>>>>>

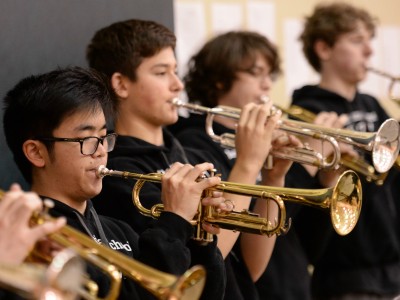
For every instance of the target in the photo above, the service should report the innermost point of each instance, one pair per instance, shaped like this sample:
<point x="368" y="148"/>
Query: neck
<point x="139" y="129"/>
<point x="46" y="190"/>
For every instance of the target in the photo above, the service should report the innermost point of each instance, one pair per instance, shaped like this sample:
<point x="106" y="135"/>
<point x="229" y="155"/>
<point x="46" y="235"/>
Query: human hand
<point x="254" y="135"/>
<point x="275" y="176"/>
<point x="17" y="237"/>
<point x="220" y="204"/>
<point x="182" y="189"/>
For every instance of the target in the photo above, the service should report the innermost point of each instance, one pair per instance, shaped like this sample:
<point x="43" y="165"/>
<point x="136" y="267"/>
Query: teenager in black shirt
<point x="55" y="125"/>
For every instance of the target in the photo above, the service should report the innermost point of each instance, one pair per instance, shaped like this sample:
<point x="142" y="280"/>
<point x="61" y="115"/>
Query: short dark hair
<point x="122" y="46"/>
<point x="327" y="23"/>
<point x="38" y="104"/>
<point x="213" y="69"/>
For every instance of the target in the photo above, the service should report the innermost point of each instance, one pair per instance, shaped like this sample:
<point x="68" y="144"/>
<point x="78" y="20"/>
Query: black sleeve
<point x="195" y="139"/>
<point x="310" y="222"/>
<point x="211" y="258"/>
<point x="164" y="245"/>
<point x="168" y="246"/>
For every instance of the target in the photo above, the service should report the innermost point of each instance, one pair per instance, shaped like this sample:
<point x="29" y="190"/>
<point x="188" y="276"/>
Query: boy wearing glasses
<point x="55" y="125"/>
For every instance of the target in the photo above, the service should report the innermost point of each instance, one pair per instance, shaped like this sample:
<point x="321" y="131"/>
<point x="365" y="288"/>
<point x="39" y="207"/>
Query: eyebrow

<<<<<

## AIM OF THE EXERCISE
Reproduce the preceding material exactly, skipping pictures.

## ANSWER TO THIS TASK
For every instance of the target in the photo above, the service should report the innermost point of each instance, one pair per instance, shaped like this sample:
<point x="368" y="148"/>
Query: neck
<point x="139" y="129"/>
<point x="46" y="190"/>
For every instance of the target in the photo above, the service should report the innermost point of each instance, one pair per instance, shaped like this sample:
<point x="106" y="135"/>
<point x="229" y="155"/>
<point x="46" y="235"/>
Query: human hand
<point x="254" y="135"/>
<point x="275" y="176"/>
<point x="17" y="237"/>
<point x="220" y="204"/>
<point x="182" y="189"/>
For every instance of the target in the photo above, the service should report the innermost point of each instance, one pair per instance, shaped like this sample:
<point x="43" y="165"/>
<point x="136" y="267"/>
Query: teenager in black shirt
<point x="55" y="125"/>
For every instance of the target in the photo above, the service should report the innermost point of each instance, one pair per instance, shaped like this sample:
<point x="142" y="280"/>
<point x="61" y="115"/>
Query: short dark hair
<point x="122" y="46"/>
<point x="327" y="23"/>
<point x="38" y="104"/>
<point x="213" y="69"/>
For every instance of the target in the photo above, the service should report the innermost point of each instance, one pair per instance, shaped like this sample:
<point x="68" y="144"/>
<point x="78" y="20"/>
Query: black sleeve
<point x="195" y="139"/>
<point x="310" y="222"/>
<point x="211" y="258"/>
<point x="164" y="245"/>
<point x="168" y="246"/>
For every instance of the target in the photo above, the service should report the innermost point of each instance, one pair per instance, shaped like this sample:
<point x="29" y="190"/>
<point x="188" y="276"/>
Query: boy wearing glasses
<point x="55" y="125"/>
For every instance of the target in the photo above, the service should report the innermost point of each instance, one pair per instance, shaped like this sample:
<point x="321" y="131"/>
<point x="365" y="288"/>
<point x="39" y="207"/>
Query: eyebrow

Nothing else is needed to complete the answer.